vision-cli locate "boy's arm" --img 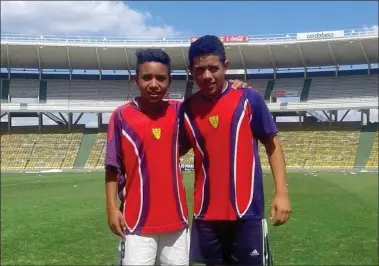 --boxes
[265,136,291,225]
[178,102,192,157]
[104,110,126,237]
[247,90,291,225]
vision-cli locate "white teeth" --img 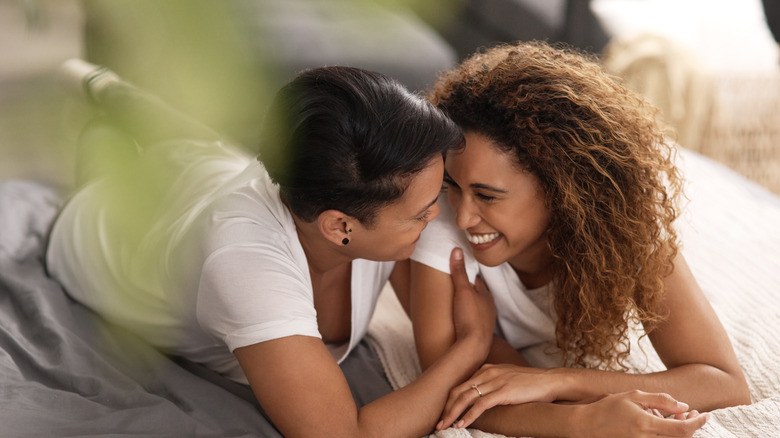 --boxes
[466,232,501,245]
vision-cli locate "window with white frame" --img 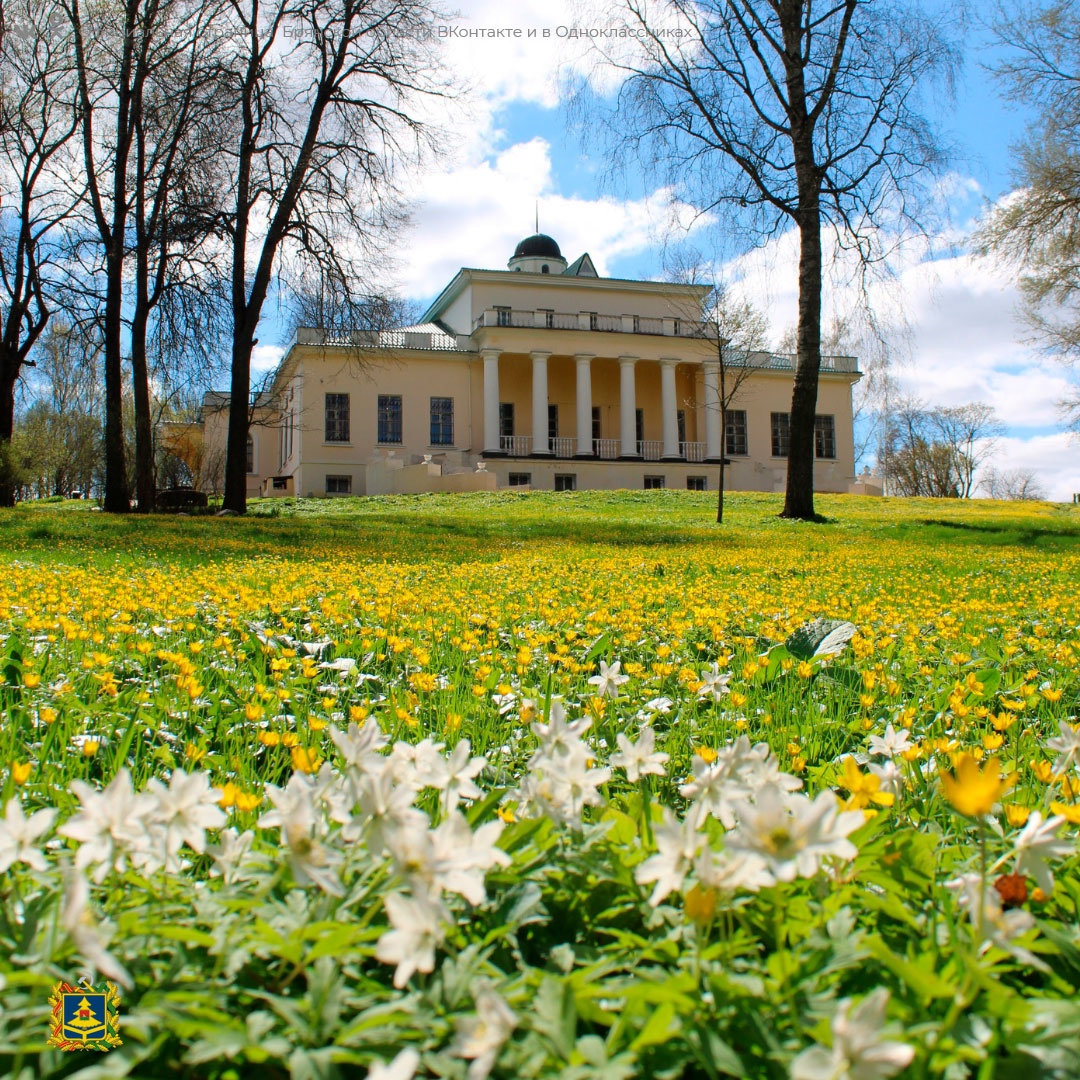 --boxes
[770,413,792,458]
[813,416,836,458]
[378,394,402,446]
[431,397,454,446]
[725,408,748,458]
[324,394,349,443]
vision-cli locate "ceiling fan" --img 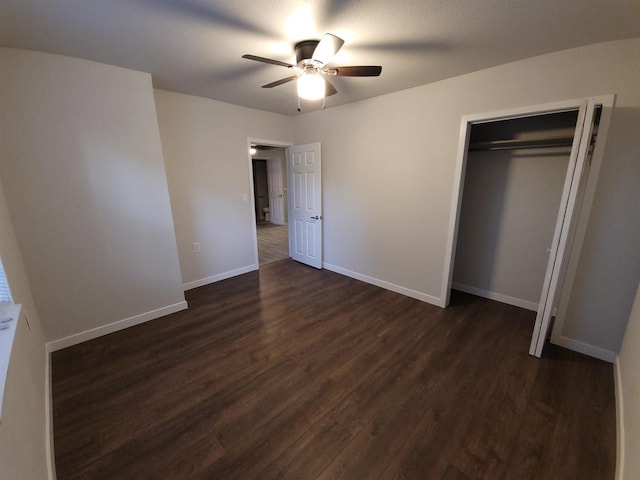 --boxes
[242,33,382,111]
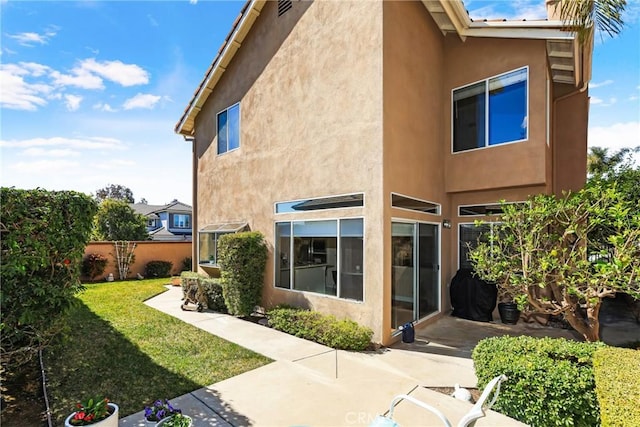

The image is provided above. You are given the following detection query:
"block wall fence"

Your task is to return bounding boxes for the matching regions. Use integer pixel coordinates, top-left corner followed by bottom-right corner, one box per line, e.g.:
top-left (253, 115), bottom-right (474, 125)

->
top-left (82, 241), bottom-right (192, 281)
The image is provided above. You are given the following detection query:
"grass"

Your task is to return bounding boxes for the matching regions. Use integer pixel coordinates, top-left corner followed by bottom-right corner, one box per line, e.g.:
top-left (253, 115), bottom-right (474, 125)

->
top-left (45, 279), bottom-right (270, 424)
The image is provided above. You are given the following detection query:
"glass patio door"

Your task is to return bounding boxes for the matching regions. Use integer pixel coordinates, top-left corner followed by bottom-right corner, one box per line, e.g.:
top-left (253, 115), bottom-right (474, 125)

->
top-left (391, 222), bottom-right (440, 329)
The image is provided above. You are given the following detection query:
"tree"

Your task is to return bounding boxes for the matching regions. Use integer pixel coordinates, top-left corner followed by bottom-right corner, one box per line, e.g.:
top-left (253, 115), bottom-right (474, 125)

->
top-left (556, 0), bottom-right (627, 44)
top-left (93, 199), bottom-right (149, 241)
top-left (470, 183), bottom-right (640, 341)
top-left (96, 184), bottom-right (135, 203)
top-left (587, 145), bottom-right (640, 179)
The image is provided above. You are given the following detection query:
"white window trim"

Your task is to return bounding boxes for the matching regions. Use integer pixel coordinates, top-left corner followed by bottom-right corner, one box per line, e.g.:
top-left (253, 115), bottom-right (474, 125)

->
top-left (449, 65), bottom-right (531, 155)
top-left (389, 191), bottom-right (442, 216)
top-left (272, 217), bottom-right (367, 304)
top-left (216, 101), bottom-right (242, 156)
top-left (273, 191), bottom-right (367, 216)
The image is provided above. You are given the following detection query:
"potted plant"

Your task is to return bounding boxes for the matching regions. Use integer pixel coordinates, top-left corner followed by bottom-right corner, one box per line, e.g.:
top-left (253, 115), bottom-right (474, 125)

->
top-left (144, 399), bottom-right (182, 423)
top-left (64, 397), bottom-right (119, 427)
top-left (156, 414), bottom-right (193, 427)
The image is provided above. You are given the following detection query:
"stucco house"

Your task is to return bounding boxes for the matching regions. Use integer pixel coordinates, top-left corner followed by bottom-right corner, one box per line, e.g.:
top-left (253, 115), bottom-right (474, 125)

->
top-left (175, 0), bottom-right (592, 344)
top-left (129, 200), bottom-right (193, 241)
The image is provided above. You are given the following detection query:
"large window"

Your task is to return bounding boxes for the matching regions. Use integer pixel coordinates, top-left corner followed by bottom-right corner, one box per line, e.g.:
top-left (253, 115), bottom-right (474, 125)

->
top-left (218, 104), bottom-right (240, 154)
top-left (452, 67), bottom-right (529, 152)
top-left (275, 218), bottom-right (364, 301)
top-left (173, 214), bottom-right (191, 228)
top-left (198, 222), bottom-right (249, 266)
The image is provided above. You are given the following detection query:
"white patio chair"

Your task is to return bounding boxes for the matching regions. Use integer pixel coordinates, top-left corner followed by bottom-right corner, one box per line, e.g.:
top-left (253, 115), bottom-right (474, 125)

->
top-left (369, 375), bottom-right (507, 427)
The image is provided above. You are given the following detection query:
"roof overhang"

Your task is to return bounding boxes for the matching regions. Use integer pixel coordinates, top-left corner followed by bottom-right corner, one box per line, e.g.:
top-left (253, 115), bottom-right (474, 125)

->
top-left (174, 0), bottom-right (593, 139)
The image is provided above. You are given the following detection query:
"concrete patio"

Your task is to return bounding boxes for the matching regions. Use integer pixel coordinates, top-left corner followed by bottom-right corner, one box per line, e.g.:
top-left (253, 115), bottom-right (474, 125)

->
top-left (120, 287), bottom-right (632, 427)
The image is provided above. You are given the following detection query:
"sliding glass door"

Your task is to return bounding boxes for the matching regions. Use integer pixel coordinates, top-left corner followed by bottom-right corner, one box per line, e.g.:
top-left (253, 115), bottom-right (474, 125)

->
top-left (391, 222), bottom-right (440, 329)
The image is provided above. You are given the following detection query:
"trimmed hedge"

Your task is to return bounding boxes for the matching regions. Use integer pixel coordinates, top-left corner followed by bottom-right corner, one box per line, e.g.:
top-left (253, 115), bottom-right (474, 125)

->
top-left (472, 336), bottom-right (605, 427)
top-left (593, 347), bottom-right (640, 427)
top-left (144, 261), bottom-right (173, 278)
top-left (267, 307), bottom-right (373, 351)
top-left (218, 231), bottom-right (267, 316)
top-left (0, 187), bottom-right (98, 369)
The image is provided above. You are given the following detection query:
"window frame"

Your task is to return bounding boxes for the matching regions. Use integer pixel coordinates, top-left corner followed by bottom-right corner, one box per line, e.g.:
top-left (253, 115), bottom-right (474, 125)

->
top-left (273, 216), bottom-right (366, 304)
top-left (216, 101), bottom-right (241, 156)
top-left (450, 65), bottom-right (531, 155)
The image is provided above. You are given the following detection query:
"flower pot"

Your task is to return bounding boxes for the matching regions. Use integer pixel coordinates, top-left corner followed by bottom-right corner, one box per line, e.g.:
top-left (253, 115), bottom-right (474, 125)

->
top-left (498, 302), bottom-right (520, 325)
top-left (64, 402), bottom-right (120, 427)
top-left (156, 415), bottom-right (193, 427)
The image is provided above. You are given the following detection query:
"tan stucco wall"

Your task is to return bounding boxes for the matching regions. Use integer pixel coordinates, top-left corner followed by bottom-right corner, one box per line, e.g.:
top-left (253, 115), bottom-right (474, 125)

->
top-left (443, 36), bottom-right (547, 192)
top-left (553, 91), bottom-right (589, 195)
top-left (84, 241), bottom-right (191, 280)
top-left (194, 1), bottom-right (383, 340)
top-left (193, 1), bottom-right (586, 344)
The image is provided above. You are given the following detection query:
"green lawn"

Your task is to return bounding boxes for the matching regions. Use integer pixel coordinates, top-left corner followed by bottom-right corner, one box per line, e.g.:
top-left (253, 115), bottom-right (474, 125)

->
top-left (45, 279), bottom-right (270, 424)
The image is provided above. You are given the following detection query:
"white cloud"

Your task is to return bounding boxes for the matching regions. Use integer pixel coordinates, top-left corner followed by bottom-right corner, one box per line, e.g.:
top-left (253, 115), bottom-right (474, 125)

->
top-left (80, 58), bottom-right (149, 87)
top-left (0, 136), bottom-right (126, 150)
top-left (589, 80), bottom-right (613, 89)
top-left (9, 159), bottom-right (80, 175)
top-left (20, 147), bottom-right (80, 157)
top-left (9, 33), bottom-right (49, 47)
top-left (93, 102), bottom-right (118, 113)
top-left (587, 121), bottom-right (640, 165)
top-left (0, 64), bottom-right (53, 111)
top-left (590, 96), bottom-right (618, 107)
top-left (51, 68), bottom-right (104, 89)
top-left (122, 93), bottom-right (160, 110)
top-left (64, 95), bottom-right (82, 111)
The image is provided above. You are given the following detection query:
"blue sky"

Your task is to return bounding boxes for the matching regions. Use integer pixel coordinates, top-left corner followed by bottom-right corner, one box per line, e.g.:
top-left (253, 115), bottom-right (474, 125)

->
top-left (0, 0), bottom-right (640, 204)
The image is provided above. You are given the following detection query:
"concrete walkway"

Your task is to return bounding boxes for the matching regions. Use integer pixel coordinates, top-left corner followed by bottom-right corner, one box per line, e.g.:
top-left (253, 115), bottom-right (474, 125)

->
top-left (119, 287), bottom-right (523, 427)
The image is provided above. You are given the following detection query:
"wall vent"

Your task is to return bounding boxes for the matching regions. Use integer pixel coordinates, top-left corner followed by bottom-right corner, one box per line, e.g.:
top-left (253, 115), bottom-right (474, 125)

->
top-left (278, 0), bottom-right (293, 16)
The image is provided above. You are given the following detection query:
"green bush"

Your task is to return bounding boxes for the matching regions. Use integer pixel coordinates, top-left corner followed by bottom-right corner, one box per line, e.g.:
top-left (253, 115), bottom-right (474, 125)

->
top-left (180, 271), bottom-right (228, 313)
top-left (0, 187), bottom-right (97, 368)
top-left (593, 347), bottom-right (640, 427)
top-left (267, 307), bottom-right (373, 351)
top-left (218, 231), bottom-right (267, 316)
top-left (198, 277), bottom-right (228, 313)
top-left (472, 336), bottom-right (604, 427)
top-left (144, 261), bottom-right (173, 278)
top-left (82, 254), bottom-right (109, 280)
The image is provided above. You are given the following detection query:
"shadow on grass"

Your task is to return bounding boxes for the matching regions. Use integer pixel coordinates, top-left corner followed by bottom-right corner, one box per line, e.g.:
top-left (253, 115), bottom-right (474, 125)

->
top-left (45, 301), bottom-right (250, 425)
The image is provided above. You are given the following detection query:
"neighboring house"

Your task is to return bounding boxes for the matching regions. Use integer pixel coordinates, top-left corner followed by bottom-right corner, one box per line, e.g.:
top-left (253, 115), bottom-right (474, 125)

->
top-left (129, 200), bottom-right (193, 241)
top-left (176, 0), bottom-right (592, 344)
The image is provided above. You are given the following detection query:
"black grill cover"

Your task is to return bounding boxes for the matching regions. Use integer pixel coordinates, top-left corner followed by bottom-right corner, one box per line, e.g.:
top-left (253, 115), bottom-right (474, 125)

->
top-left (449, 268), bottom-right (498, 322)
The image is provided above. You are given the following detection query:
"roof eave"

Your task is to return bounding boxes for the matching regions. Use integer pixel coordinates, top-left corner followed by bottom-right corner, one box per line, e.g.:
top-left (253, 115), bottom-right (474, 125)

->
top-left (174, 0), bottom-right (266, 136)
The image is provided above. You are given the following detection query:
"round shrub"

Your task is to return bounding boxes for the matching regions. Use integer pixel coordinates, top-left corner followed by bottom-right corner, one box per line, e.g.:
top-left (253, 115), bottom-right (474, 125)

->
top-left (472, 336), bottom-right (604, 427)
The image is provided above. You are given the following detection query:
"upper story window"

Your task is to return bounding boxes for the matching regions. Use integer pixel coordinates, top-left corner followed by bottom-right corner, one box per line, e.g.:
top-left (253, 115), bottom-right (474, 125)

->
top-left (452, 67), bottom-right (529, 153)
top-left (173, 214), bottom-right (191, 228)
top-left (218, 103), bottom-right (240, 154)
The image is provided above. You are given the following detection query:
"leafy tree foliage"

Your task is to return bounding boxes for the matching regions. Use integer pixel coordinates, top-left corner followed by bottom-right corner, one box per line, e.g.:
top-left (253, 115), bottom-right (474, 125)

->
top-left (470, 186), bottom-right (640, 341)
top-left (587, 145), bottom-right (640, 179)
top-left (0, 188), bottom-right (97, 372)
top-left (93, 199), bottom-right (149, 241)
top-left (96, 184), bottom-right (135, 203)
top-left (556, 0), bottom-right (627, 44)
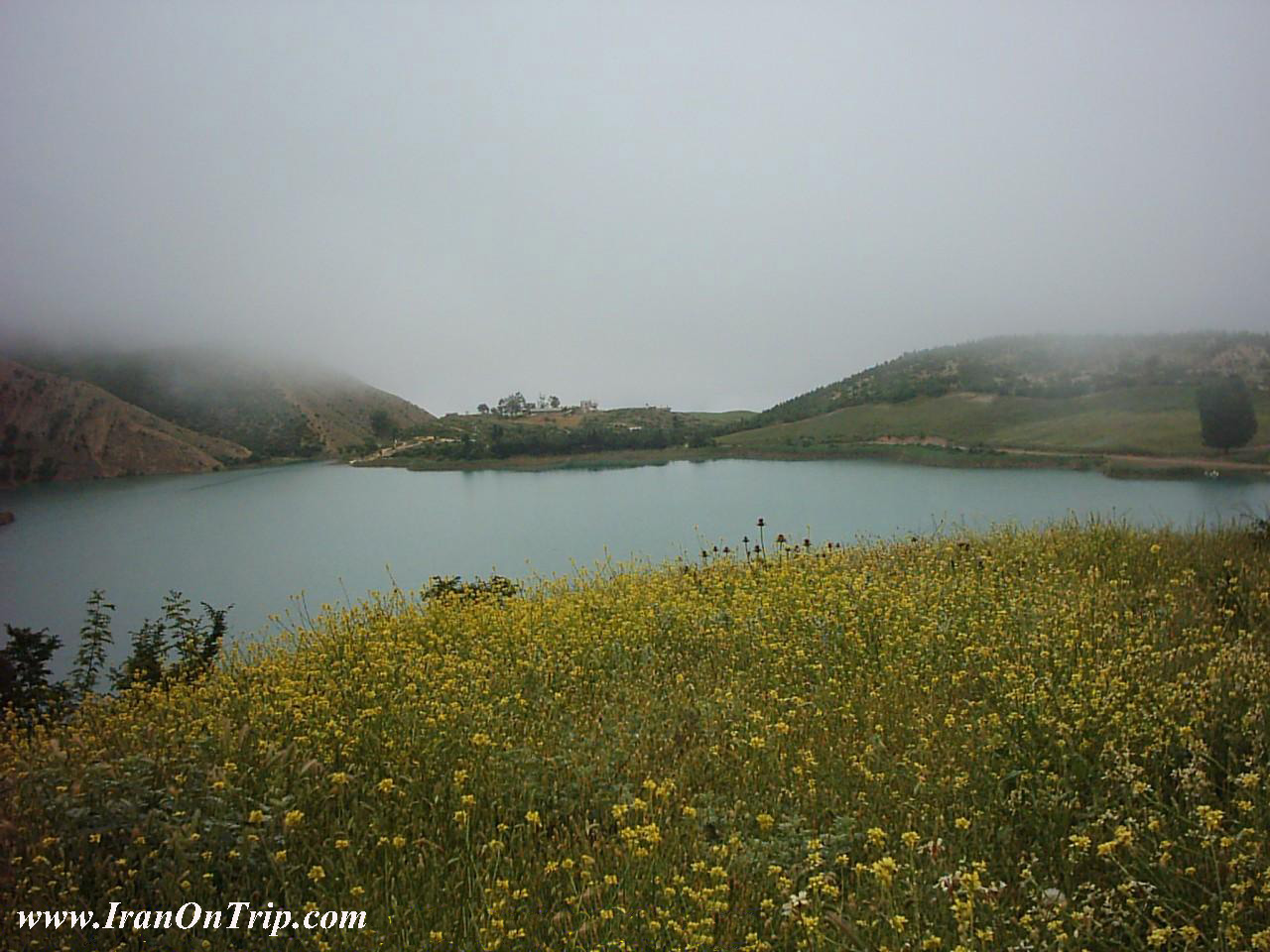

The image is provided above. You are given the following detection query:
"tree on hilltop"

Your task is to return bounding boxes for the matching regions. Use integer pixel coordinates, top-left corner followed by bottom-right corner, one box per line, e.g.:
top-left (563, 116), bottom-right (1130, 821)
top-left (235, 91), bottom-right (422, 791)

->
top-left (1197, 375), bottom-right (1257, 453)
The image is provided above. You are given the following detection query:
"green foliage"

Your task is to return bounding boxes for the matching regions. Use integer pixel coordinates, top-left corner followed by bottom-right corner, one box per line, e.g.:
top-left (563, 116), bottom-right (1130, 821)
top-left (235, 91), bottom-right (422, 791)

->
top-left (0, 625), bottom-right (64, 720)
top-left (419, 575), bottom-right (520, 600)
top-left (1197, 375), bottom-right (1257, 452)
top-left (0, 588), bottom-right (232, 722)
top-left (71, 589), bottom-right (114, 699)
top-left (750, 332), bottom-right (1270, 426)
top-left (114, 590), bottom-right (232, 690)
top-left (371, 408), bottom-right (398, 439)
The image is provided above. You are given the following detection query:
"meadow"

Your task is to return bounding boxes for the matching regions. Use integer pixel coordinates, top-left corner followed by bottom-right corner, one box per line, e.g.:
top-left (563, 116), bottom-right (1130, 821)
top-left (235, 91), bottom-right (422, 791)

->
top-left (0, 523), bottom-right (1270, 952)
top-left (718, 386), bottom-right (1270, 462)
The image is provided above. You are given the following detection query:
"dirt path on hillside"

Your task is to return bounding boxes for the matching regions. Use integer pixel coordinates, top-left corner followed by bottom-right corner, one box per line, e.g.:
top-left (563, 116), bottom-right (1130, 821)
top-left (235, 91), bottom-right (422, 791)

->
top-left (867, 435), bottom-right (1270, 472)
top-left (993, 447), bottom-right (1270, 472)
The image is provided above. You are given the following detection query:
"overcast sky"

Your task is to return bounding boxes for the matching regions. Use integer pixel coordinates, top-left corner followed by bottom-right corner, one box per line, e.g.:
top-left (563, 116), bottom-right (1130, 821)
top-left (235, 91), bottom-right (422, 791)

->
top-left (0, 0), bottom-right (1270, 413)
=-=-=
* Set task *
Please show every line above that contains the word "green", copying each one in full. Case counts.

* Solved exercise *
"green lawn"
"green bush"
"green foliage"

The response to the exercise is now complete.